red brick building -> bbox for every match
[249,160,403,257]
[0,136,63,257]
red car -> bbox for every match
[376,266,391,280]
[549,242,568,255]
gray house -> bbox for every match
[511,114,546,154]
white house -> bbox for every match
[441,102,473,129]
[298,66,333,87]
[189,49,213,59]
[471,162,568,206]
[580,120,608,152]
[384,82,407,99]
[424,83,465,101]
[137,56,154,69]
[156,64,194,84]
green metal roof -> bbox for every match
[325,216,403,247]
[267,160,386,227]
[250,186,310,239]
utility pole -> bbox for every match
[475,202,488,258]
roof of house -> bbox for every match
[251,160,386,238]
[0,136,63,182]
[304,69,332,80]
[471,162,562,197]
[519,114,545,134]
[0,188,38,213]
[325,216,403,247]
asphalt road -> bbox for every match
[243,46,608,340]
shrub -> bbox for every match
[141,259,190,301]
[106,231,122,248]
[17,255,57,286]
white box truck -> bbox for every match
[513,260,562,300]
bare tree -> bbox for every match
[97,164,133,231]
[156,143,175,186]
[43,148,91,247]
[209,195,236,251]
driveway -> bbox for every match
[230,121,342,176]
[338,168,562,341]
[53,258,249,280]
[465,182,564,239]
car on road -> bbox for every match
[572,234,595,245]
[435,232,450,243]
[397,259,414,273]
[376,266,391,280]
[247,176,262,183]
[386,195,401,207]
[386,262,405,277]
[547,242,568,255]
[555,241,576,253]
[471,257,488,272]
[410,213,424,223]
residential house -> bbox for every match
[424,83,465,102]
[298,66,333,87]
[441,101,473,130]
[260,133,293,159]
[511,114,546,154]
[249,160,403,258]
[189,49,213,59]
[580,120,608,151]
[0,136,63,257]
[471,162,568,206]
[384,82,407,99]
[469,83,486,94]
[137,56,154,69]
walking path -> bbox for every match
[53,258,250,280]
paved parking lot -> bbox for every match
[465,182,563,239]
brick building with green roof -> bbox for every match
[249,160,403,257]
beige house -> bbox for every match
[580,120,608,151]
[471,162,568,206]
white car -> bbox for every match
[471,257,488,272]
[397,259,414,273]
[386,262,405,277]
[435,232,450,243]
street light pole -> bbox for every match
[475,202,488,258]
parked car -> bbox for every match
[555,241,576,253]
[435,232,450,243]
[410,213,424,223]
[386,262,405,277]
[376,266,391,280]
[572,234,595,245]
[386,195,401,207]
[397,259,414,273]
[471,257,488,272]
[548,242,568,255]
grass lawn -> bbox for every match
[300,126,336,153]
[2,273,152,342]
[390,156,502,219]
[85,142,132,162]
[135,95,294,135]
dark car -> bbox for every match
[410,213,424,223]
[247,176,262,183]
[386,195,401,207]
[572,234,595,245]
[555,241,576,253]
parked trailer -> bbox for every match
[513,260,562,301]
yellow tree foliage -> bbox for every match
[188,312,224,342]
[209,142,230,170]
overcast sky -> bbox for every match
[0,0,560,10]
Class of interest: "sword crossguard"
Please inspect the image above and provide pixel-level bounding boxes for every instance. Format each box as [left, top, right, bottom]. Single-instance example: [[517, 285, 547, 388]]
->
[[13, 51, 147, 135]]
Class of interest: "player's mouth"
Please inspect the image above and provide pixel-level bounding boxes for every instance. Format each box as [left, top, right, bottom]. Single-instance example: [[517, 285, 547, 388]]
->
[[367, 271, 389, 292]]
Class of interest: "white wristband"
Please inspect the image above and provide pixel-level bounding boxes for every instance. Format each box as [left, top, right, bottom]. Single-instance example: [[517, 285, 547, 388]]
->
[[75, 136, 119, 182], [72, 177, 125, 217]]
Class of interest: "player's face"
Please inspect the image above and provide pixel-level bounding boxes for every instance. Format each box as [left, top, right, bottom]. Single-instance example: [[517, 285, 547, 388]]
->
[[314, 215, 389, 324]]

---

→ **REQUIREMENT**: Please update the lines above by replacing "bbox for every match" with "box each match" throughout and leaving everything else unchanged.

→ **RESULT OF THIS EXERCISE**:
red brick building -> box each match
[249,160,403,257]
[0,136,63,257]
red car -> box each match
[376,266,391,280]
[549,242,568,255]
gray house -> box each match
[511,114,546,154]
white house -> box each match
[441,102,473,129]
[298,66,333,87]
[189,49,213,59]
[471,162,568,206]
[580,120,608,152]
[384,82,407,99]
[424,83,465,101]
[137,56,154,69]
[156,64,194,84]
green metal roof -> box each match
[325,216,403,247]
[267,160,386,227]
[250,186,310,239]
utility pole -> box each match
[475,202,488,258]
roof of house -> box each match
[251,160,386,238]
[0,136,63,182]
[304,69,332,80]
[471,162,562,197]
[519,114,545,134]
[0,188,38,213]
[325,216,403,247]
asphalt road -> box each match
[243,46,608,340]
shrub -> box each match
[141,259,190,301]
[106,231,122,248]
[17,255,57,286]
white box truck -> box each match
[513,260,562,300]
bare tree -> box each match
[97,164,133,231]
[156,143,175,186]
[43,148,91,247]
[209,195,236,251]
driveway -> box each match
[230,121,342,176]
[338,168,562,341]
[53,258,249,280]
[465,182,564,239]
car on road -> box each match
[572,234,595,245]
[435,232,450,243]
[397,259,414,273]
[376,266,391,280]
[247,176,262,183]
[386,195,401,207]
[386,262,405,277]
[547,242,568,255]
[555,241,576,253]
[471,257,488,272]
[410,213,424,223]
residential house -> box each match
[424,83,465,102]
[298,66,333,87]
[441,101,473,130]
[260,133,293,159]
[511,114,546,154]
[249,160,403,258]
[189,49,213,59]
[580,120,608,151]
[0,136,63,257]
[471,162,568,206]
[384,82,407,99]
[469,83,486,94]
[137,56,154,69]
walking path -> box each match
[53,258,250,280]
paved parking lot -> box each match
[465,182,563,239]
brick building with green roof -> box each match
[249,160,403,257]
beige house -> box each match
[580,120,608,151]
[471,162,568,206]
white car -> box each match
[471,257,488,272]
[397,259,414,273]
[386,262,405,277]
[435,232,450,243]
street light pole -> box each match
[475,202,488,258]
parked car -> box each match
[555,241,576,253]
[435,232,450,243]
[410,213,424,223]
[386,262,405,277]
[376,266,391,280]
[572,234,595,245]
[386,195,401,207]
[397,259,414,273]
[471,257,488,272]
[548,242,568,255]
grass lawn -> box each match
[300,126,336,153]
[2,273,152,342]
[390,156,502,219]
[85,142,132,162]
[135,95,294,135]
dark car -> box each match
[410,213,424,223]
[247,176,262,183]
[386,195,401,207]
[572,234,595,245]
[555,241,576,253]
parked trailer -> box each match
[513,260,562,301]
yellow tree foliage -> box each match
[188,312,224,342]
[209,142,230,170]
overcast sky -> box each match
[0,0,560,10]
Class of interest: "sword crossguard"
Please inspect the image above and provide pixel-level bounding boxes for every instance. Format each box as [left, top, right, bottom]. Single-instance example: [[517, 285, 547, 388]]
->
[[13, 51, 147, 135]]
Class of interest: "player's mouth"
Please inspect the image above and provide pixel-level bounding boxes for every instance. Format each box as [left, top, right, bottom]. Single-instance example: [[517, 285, 547, 388]]
->
[[367, 271, 389, 292]]
Class of interest: "white wristband"
Please inspect the image above and provide pixel-level bounding boxes for every instance. Format each box as [left, top, right, bottom]. Single-instance example: [[517, 285, 547, 388]]
->
[[75, 136, 119, 182], [72, 177, 125, 217]]
Class of interest: "player's face"
Please inspect the image above and provide pixel-level bounding boxes for every instance. Format each box as [left, top, right, bottom]. Single-instance example: [[517, 285, 547, 388]]
->
[[314, 215, 389, 324]]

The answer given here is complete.